• [TRAVAIL DEMANDÉ]:
1. Répondez aux questions suivantes à partir du texte sur la COVID-19 et les changements climatiques.
(a) Quelle fonction Maxime Boivin occupe-t-elle à l'Université Laval ?
(b) Au-delà de la pandémie, quelle autre crise subsiste selon le texte ?
(c) Quels efforts doivent être revus afin de tenir compte du contexte actuel ?
2. Indiquez si chaque affirmation est conforme au texte sur la COVID-19 et les changements climatiques. Justifiez chaque réponse par une citation du texte.
(a) L'urgence d'agir contre les changements climatiques a diminué depuis la crise.
(b) Les zoonoses figurent parmi les phénomènes qui toucheront le Québec.
(c) La période actuelle n'apportera que des obstacles à la communication sur les changements climatiques.
3. Reprenez le texte sur la communication des changements climatiques en période de COVID-19. Poursuivez-le à partir de sa dernière phrase.

• [TEXTE À ANALYSER]:
***
Comment communiquer sur les changements climatiques en période de COVID-19?

1 juillet 2020 15:18:00

Maxime Boivin, chercheure à l’INSPQ et professeure associée à l’Université Laval 

La COVID-19 a propulsé la population mondiale en terre inconnue, entraînant une crise sanitaire sans précédent, doublée d’une crise économique et sociale dont les répercussions se feront sentir pour les années à venir. L’attention et les préoccupations sociales et politiques actuelles sont à raison largement centrées sur la pandémie. Néanmoins, au-delà de la situation actuelle, une autre crise subsiste : la crise climatique.

Crise

En plus d’une mortalité accrue, une panoplie de maladies cardio-vasculaires, respiratoires, infectieuses, cutanées, cancéreuses et d’impacts psychosociaux seront causés par les changements climatiques1, notamment à travers les vagues de chaleur et de froid extrême, les inondations, la pollution atmosphérique, les pollens allergènes et les zoonoses qui toucheront le Québec2. Alors que les impacts sur la santé se feront davantage sentir dans les prochaines années, les actions pour les limiter doivent être posées maintenant. La nécessité de travailler à prévenir et à s’adapter aux changements climatiques demeure aussi urgente qu’elle l’était avant la crise. Dans l’espoir de limiter les répercussions négatives qu’entraîneront les changements climatiques sur la santé humaine, l’économie et l’environnement, la transformation de certaines pratiques sur les plans sociaux, culturels, politiques, économiques et technologiques est incontournable.

Or, les efforts de communication à venir s’inscrivant en période de pandémie ou de post-pandémie doivent être revus afin de tenir compte du contexte actuel. En effet, plusieurs facteurs, en lien avec la crise actuelle, influenceront la réception des messages relatifs aux changements climatiques dans les prochaines années. Alors que certaines opportunités verront le jour, les perturbations importantes actuellement vécues entraîneront aussi d’importants écueils relatifs à la communication des changements.
***
• [MATÉRIEL PRÉSENTÉ]:
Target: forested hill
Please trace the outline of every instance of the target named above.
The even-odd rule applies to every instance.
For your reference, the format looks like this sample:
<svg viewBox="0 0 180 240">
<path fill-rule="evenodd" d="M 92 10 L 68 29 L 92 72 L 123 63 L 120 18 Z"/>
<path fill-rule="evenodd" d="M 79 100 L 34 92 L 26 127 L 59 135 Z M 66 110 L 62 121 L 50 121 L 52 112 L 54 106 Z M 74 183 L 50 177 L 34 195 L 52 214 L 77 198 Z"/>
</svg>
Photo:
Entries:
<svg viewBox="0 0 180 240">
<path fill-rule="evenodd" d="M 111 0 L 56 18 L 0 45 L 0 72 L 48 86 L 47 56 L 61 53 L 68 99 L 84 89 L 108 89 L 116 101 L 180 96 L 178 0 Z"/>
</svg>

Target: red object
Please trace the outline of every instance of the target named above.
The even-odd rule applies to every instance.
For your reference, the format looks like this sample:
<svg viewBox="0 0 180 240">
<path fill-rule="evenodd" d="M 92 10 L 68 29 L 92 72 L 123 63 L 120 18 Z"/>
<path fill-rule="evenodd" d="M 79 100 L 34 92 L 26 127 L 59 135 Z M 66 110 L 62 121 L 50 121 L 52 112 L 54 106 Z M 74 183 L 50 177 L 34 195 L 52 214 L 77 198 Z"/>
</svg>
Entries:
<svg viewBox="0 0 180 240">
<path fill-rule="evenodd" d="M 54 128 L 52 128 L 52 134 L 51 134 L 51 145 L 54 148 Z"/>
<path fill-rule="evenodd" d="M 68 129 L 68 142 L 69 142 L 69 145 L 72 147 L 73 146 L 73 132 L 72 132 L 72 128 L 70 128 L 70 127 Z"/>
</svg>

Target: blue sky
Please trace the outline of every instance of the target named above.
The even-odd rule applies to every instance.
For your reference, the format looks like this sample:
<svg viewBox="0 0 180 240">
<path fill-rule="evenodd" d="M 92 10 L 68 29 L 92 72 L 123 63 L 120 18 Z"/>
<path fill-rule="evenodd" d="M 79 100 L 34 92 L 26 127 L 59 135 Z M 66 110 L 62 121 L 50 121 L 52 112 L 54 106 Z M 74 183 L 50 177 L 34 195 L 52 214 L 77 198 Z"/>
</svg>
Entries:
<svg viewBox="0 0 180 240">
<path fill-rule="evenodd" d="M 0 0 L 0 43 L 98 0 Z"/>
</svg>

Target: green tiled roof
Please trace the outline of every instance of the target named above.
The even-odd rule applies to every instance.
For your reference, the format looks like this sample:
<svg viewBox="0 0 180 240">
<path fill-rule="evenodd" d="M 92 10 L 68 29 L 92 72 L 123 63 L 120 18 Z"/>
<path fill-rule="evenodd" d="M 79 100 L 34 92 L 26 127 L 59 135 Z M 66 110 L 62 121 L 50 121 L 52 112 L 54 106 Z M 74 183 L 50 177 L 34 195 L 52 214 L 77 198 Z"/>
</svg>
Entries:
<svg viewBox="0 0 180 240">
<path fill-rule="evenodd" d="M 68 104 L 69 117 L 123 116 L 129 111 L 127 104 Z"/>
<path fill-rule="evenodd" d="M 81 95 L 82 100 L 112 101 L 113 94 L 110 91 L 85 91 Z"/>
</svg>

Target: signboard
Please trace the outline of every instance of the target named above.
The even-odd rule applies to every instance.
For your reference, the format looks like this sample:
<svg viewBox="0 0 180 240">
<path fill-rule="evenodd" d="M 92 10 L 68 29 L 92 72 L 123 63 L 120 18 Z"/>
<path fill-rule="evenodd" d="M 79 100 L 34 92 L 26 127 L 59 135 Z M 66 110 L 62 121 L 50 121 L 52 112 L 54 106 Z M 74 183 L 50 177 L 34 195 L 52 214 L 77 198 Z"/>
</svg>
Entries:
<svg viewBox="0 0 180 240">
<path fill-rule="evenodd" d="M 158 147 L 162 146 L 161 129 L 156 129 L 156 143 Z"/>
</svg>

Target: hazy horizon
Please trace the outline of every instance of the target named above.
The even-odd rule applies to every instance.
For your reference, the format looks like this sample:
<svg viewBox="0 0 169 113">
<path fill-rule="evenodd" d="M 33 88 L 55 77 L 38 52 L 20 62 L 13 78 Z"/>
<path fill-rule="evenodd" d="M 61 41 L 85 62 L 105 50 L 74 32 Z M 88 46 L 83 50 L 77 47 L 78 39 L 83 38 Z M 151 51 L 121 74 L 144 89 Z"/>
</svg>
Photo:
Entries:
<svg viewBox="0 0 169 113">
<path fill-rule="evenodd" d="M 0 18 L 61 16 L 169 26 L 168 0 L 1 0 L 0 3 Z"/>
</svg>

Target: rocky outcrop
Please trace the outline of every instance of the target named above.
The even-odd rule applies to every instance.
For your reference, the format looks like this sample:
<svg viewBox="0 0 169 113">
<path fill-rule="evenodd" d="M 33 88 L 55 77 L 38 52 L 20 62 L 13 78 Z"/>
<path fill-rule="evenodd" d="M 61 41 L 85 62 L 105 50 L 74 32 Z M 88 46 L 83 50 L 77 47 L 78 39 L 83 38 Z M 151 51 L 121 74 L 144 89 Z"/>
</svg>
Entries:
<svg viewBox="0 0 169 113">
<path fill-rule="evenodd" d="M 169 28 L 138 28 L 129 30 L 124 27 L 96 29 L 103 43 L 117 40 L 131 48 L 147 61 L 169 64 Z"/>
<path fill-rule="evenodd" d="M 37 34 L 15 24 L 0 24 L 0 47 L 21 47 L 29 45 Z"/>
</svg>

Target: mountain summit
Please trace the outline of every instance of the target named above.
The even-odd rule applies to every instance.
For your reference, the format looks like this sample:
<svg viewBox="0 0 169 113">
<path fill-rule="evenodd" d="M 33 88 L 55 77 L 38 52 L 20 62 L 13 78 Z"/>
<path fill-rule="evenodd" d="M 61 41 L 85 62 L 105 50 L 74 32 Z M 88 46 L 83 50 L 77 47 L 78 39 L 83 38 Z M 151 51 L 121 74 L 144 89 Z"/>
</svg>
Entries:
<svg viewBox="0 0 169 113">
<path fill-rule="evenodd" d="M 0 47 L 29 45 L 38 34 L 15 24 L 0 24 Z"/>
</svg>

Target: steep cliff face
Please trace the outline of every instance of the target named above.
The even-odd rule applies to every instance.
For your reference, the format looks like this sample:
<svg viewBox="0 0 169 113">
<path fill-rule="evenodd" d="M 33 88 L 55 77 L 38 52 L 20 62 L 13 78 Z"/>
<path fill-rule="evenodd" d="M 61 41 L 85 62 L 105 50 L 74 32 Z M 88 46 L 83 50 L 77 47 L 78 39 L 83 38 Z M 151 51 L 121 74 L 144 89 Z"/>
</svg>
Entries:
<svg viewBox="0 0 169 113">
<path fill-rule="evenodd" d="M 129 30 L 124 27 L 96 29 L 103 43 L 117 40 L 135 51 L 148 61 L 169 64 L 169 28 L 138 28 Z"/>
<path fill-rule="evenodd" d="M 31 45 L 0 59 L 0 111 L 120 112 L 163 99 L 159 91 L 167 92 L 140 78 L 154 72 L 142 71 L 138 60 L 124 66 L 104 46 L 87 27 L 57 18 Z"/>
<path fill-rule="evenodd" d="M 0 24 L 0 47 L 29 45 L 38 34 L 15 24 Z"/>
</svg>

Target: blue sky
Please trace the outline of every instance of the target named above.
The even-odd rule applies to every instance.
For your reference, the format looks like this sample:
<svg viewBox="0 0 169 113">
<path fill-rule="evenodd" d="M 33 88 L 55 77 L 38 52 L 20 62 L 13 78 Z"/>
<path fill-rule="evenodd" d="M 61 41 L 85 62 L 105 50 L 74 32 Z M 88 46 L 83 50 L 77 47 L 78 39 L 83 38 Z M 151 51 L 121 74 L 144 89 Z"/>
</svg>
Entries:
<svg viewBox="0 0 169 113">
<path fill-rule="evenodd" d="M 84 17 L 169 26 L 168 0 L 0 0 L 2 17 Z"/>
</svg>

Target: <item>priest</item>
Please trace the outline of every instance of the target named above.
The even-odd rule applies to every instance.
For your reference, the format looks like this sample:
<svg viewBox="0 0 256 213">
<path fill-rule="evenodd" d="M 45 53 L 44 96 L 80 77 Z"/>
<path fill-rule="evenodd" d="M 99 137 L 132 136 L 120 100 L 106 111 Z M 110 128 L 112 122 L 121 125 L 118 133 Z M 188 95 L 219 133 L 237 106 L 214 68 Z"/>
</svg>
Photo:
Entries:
***
• [CORRIGÉ PAR TÂCHE]:
1.
(a) Professeure associée.
(b) La crise climatique.
(c) Les efforts de communication à venir s'inscrivant en période de pandémie ou de post-pandémie.

2.
(a) Non : « La nécessité de travailler à prévenir et à s’adapter aux changements climatiques demeure aussi urgente qu’elle l’était avant la crise. »
(b) Oui : « les zoonoses qui toucheront le Québec ».
(c) Non : « Alors que certaines opportunités verront le jour ».

3.
Une sensibilité accrue aux crises à venir

Les perturbations importantes vécues présentement peuvent s’avérer propices à la tenue de conversations sur les changements climatiques et à l’adoption des changements nécessaires pour limiter leurs effets3,4. En effet, l’expérience de cette pandémie a pu augmenter la sensibilité des individus eu égard aux crises futures potentielles (comme les changements climatiques)5. L’adaptation forcée de plusieurs habitudes, la prise de conscience de la fragilité de la société et de la vulnérabilité des systèmes ainsi que la connexion que plusieurs ont développée avec la nature pendant cette période peuvent jeter les bases d’une transformation sociale favorable protégeant à la fois la santé, l’économie et l’environnement6. En outre, la situation actuelle a aussi mis en lumière les capacités individuelles et collectives à se rallier autour d’un objectif commun.

Forts de cette expérience où les changements individuels se sont intégrés aux changements systémiques pour limiter les impacts collectifs de la COVID-19, les individus, gouvernements et entreprises ont une compréhension nouvelle de l’agir collectif sur laquelle peut s’appuyer la communication relative aux changements climatiques. Présenter des gestes tangibles à poser pour prévenir et s’adapter aux changements climatiques ainsi que les effets du cumul de ces gestes peut aider à bâtir le sentiment d’efficacité personnelle et collective, qui représente une motivation importante à entamer des changements7,8. Il est d’autant plus important de fournir de tels outils que la mobilisation citoyenne est lourdement impactée par la situation actuelle (arrêt des manifestations pro- environnementales, utilisation accrue de plastiques à usage unique, etc.).

Cultiver la bienveillance

Au même moment, il importe aussi de se rappeler que les individus ne sont pas nécessairement prêts à penser à d’autres problèmes alors qu’ils sont toujours émotionnellement, socialement et financièrement affectés par la COVID-19. Les communautés ont besoin de prendre le temps de se rétablir. Une sensibilité accrue à la souffrance ressentie par plusieurs est donc nécessaire afin d’éviter de sembler déconnecté de la situation9.

Dans cette logique, un cadrage informationnel axé sur l’urgence climatique ne serait pas optimal. Étant donné la surcharge de nouvelles négatives, de changements et d’anxiété depuis quelques mois, mettre l’accent sur les dangers des changements climatiques et les transformations à réaliser peut s’avérer contre-productif. Selon une étude réalisée sur la communication des changements climatiques dans le contexte actuel, entamer des conversations avec les citoyens, les gouvernements, les experts et les entreprises sur la fragilité de nos sociétés (un constat que plusieurs ont fait pendant cette crise) serait plus efficace3. Corollairement, des thèmes comme le maintien d’une continuité malgré les changements, la préparation pour éviter les bouleversements futurs et le maintien d’une « bonne vie » résonnent aussi largement auprès des individus pour parler de changements climatiques en cette période.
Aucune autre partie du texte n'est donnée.